* [PROBLEM DESCRIPTION]
Reproduce the entries exactly.

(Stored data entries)
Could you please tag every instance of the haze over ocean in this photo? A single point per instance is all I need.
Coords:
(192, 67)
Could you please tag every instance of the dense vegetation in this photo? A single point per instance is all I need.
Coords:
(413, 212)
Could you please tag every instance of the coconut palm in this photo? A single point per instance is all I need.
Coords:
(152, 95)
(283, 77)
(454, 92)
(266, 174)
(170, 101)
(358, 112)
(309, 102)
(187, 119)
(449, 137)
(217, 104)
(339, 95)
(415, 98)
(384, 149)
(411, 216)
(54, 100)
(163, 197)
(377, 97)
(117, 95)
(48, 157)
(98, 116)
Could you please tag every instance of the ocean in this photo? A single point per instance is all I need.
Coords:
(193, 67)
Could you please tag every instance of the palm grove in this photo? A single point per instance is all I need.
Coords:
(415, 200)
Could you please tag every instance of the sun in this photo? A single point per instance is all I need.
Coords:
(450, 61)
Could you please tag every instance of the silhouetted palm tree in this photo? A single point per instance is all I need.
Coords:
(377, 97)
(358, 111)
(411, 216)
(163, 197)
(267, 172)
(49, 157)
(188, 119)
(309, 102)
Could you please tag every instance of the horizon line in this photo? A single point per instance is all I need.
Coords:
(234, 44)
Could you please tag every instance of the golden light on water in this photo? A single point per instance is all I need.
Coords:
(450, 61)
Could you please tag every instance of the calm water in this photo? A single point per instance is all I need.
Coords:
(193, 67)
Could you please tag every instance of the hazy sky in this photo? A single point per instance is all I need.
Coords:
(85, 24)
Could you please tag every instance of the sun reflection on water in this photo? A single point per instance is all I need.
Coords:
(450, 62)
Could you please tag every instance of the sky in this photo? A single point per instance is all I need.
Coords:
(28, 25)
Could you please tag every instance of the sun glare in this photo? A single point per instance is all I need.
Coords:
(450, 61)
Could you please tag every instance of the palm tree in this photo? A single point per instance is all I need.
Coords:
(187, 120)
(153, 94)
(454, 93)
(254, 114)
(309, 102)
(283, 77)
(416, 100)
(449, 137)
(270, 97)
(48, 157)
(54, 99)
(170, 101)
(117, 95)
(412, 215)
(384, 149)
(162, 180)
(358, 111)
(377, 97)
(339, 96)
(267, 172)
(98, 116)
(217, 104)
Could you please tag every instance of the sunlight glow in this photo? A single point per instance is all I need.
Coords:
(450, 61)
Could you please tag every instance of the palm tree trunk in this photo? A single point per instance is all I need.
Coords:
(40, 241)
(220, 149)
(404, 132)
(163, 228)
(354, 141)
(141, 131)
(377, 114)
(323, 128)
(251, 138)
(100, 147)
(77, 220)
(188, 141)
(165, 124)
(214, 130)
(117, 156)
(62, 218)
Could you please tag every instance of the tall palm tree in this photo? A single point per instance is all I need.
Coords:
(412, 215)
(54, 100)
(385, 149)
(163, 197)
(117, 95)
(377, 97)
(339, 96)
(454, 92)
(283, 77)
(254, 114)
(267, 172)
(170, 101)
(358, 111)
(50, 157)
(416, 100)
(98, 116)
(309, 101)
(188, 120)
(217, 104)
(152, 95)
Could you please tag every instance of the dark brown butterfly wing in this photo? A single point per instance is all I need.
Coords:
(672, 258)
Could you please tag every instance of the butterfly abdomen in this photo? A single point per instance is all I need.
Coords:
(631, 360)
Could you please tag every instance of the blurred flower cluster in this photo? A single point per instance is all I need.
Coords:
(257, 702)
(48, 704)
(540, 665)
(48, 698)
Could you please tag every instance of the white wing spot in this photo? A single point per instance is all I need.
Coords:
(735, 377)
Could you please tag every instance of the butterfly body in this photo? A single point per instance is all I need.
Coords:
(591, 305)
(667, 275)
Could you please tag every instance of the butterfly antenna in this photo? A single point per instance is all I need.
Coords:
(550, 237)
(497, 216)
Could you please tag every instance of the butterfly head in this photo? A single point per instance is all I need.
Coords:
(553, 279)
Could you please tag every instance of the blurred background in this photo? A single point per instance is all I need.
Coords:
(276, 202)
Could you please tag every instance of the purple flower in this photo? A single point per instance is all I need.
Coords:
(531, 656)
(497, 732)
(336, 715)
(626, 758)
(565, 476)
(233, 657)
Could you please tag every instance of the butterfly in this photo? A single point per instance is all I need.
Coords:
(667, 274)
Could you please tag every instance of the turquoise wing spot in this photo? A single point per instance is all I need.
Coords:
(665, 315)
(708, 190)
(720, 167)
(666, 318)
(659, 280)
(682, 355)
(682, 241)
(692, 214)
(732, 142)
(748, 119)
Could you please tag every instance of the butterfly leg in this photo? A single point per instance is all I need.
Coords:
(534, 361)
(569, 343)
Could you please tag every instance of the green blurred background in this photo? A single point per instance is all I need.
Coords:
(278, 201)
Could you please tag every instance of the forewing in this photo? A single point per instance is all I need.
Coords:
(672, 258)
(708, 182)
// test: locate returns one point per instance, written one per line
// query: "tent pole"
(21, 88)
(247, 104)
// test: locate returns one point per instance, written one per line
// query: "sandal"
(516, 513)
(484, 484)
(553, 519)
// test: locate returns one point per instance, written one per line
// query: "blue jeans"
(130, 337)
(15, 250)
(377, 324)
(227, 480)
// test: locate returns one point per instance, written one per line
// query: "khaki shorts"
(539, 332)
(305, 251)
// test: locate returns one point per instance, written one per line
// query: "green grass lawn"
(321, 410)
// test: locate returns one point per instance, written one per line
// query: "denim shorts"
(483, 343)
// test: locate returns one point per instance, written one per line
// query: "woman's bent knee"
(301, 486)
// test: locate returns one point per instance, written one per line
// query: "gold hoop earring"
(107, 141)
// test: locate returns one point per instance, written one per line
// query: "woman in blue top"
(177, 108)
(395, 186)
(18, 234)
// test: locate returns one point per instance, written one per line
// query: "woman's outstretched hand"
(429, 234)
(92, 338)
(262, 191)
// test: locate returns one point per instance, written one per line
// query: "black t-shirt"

* [ANSWER TO THIS EXERCISE]
Could you please tag every instance of the haze over ocean in this photo? A single point per instance is all I need.
Coords:
(192, 67)
Could you please tag every instance of the dense vegetation in this photo? A single point per instance is all I need.
Coords:
(413, 212)
Could you please tag every instance of the coconut palm in this photo? A single point per instance is all I need.
Coords:
(152, 95)
(283, 77)
(454, 92)
(266, 174)
(170, 101)
(358, 112)
(309, 102)
(187, 119)
(449, 137)
(217, 104)
(339, 95)
(415, 98)
(384, 149)
(411, 216)
(54, 100)
(163, 197)
(377, 97)
(117, 95)
(48, 157)
(98, 116)
Could you please tag every instance of the ocean in this photo? A single point per instance is all I need.
Coords:
(193, 67)
Could you please tag every instance of the palm grove in this photo? A single point per instance is all I need.
Coords:
(415, 200)
Could you please tag every instance of the sun in this photo? A single point per instance is all I need.
Coords:
(450, 61)
Could you please tag every instance of the silhouetted palm tree in this photo? A single point per instance is all I need.
Coords:
(377, 97)
(358, 111)
(411, 216)
(163, 197)
(267, 172)
(49, 157)
(188, 119)
(309, 102)
Could you please tag every instance of the horizon line in this photo? A single point per instance is all I need.
Coords:
(234, 44)
Could you please tag every instance of the golden light on water in this photo? A single point per instance is all I need.
Coords:
(450, 61)
Could you please tag every instance of the calm water in this photo? A single point per instance is all I need.
Coords:
(193, 67)
Could you please tag every instance of the hazy sky in this photo? A single point per instance is all I need.
Coords:
(85, 24)
Could you please tag every instance of the sun reflection on water in this photo? A single point per instance is all I need.
Coords:
(450, 62)
Could you please tag every instance of the sky in this photo? A single point per instance is all I need.
Coords:
(28, 25)
Could you please tag every instance of the sun glare in this photo? A single point per instance is all I need.
Coords:
(450, 61)
Could you please tag every instance of the palm tree in this photo? A single point per instance is all I need.
Coords:
(187, 120)
(153, 94)
(454, 93)
(254, 114)
(309, 102)
(283, 77)
(416, 100)
(449, 137)
(270, 97)
(48, 157)
(54, 99)
(170, 101)
(117, 95)
(412, 215)
(384, 149)
(162, 180)
(358, 111)
(377, 97)
(339, 96)
(267, 172)
(98, 116)
(217, 104)
Could you please tag every instance of the sunlight glow in this photo? A single point per instance is all I need.
Coords:
(450, 61)
Could you please tag every instance of the palm tree trunk in this photo? A single point per instance is all I need.
Coords:
(40, 241)
(220, 149)
(404, 132)
(163, 228)
(354, 141)
(141, 131)
(377, 114)
(323, 128)
(251, 138)
(100, 147)
(77, 220)
(188, 141)
(165, 124)
(214, 130)
(117, 156)
(62, 218)
Could you please tag every instance of the tall palm tree in this photo? A single point per instance is all I need.
Coords:
(412, 215)
(54, 100)
(385, 149)
(163, 197)
(117, 95)
(377, 97)
(339, 96)
(454, 92)
(283, 77)
(254, 114)
(267, 172)
(170, 101)
(358, 111)
(50, 157)
(416, 100)
(98, 116)
(309, 101)
(188, 120)
(217, 104)
(152, 95)
Could you please tag every instance of the dark brown butterfly wing in this photo? A single point per instance is all I need.
Coords:
(672, 258)
Could you please tag every instance of the butterfly abdomen in this photo? A single point per instance is all I need.
Coords:
(631, 360)
Could you please tag every instance of the blurred flower cluster in this photo? A single point per instance is all I need.
Coords:
(257, 702)
(48, 704)
(540, 665)
(48, 698)
Could you please tag every instance of the white wing spot in this photo? A single point per instance is all I need.
Coords:
(735, 377)
Could you please tag every instance of the butterfly body in this photo? A single point per instance is all I need.
Coords:
(591, 305)
(667, 275)
Could you please tag every instance of the butterfly antenna in this photo? A single point per instance is all I need.
Coords:
(550, 237)
(497, 216)
Could you please tag every instance of the butterfly head in this photo? A single point per instance is all I need.
Coords:
(553, 279)
Could you please tag every instance of the blurred background in this photo? A single point per instance is all I need.
Coords:
(276, 202)
Could you please tag every instance of the purple flower in this photo? A single point per instance is all I need.
Coords:
(531, 656)
(497, 732)
(336, 715)
(626, 758)
(565, 476)
(233, 657)
Could you please tag every instance of the butterfly in this photo? A single point per instance is all I need.
Coords:
(667, 274)
Could you please tag every instance of the turquoise wing spot in this photo? A single point per instance is all I need.
Coords:
(665, 315)
(708, 190)
(720, 167)
(666, 318)
(659, 280)
(682, 355)
(682, 241)
(692, 214)
(732, 142)
(748, 119)
Could you please tag every instance of the butterfly leg in this photo? A single point per instance is all I need.
Coords:
(534, 361)
(569, 343)
Could you please tag every instance of the green blurred background in this photo? A single point per instance is all I need.
Coords:
(278, 201)
Could you please tag every instance of the forewing in this photo? A single point per instance is all I need.
Coords:
(672, 258)
(708, 182)
// test: locate returns one point per instance, written one per line
// query: "tent pole"
(21, 88)
(247, 104)
// test: locate returns one point per instance, written one per line
// query: "sandal"
(516, 513)
(484, 484)
(553, 519)
// test: locate returns one point per instance, written one per line
// query: "blue jeans"
(130, 337)
(15, 250)
(377, 324)
(227, 480)
// test: locate returns one point per instance, written one per line
// query: "khaki shorts"
(539, 332)
(305, 251)
// test: locate returns one point per instance, written one per line
// query: "green grass lawn"
(321, 410)
// test: locate returns one point per instance, written one per line
// query: "denim shorts"
(483, 343)
// test: locate returns one point per instance, written one per line
// query: "woman's bent knee"
(301, 486)
// test: locate returns one point per instance, written one per line
// query: "gold hoop earring"
(107, 141)
// test: locate returns one point per instance, written one per line
// query: "woman in blue top"
(177, 108)
(395, 186)
(18, 234)
// test: locate returns one point per instance, written one per line
// query: "woman's outstretched hand"
(429, 234)
(92, 338)
(262, 191)
// test: locate returns one point per instance, written one per line
// query: "black t-shirt"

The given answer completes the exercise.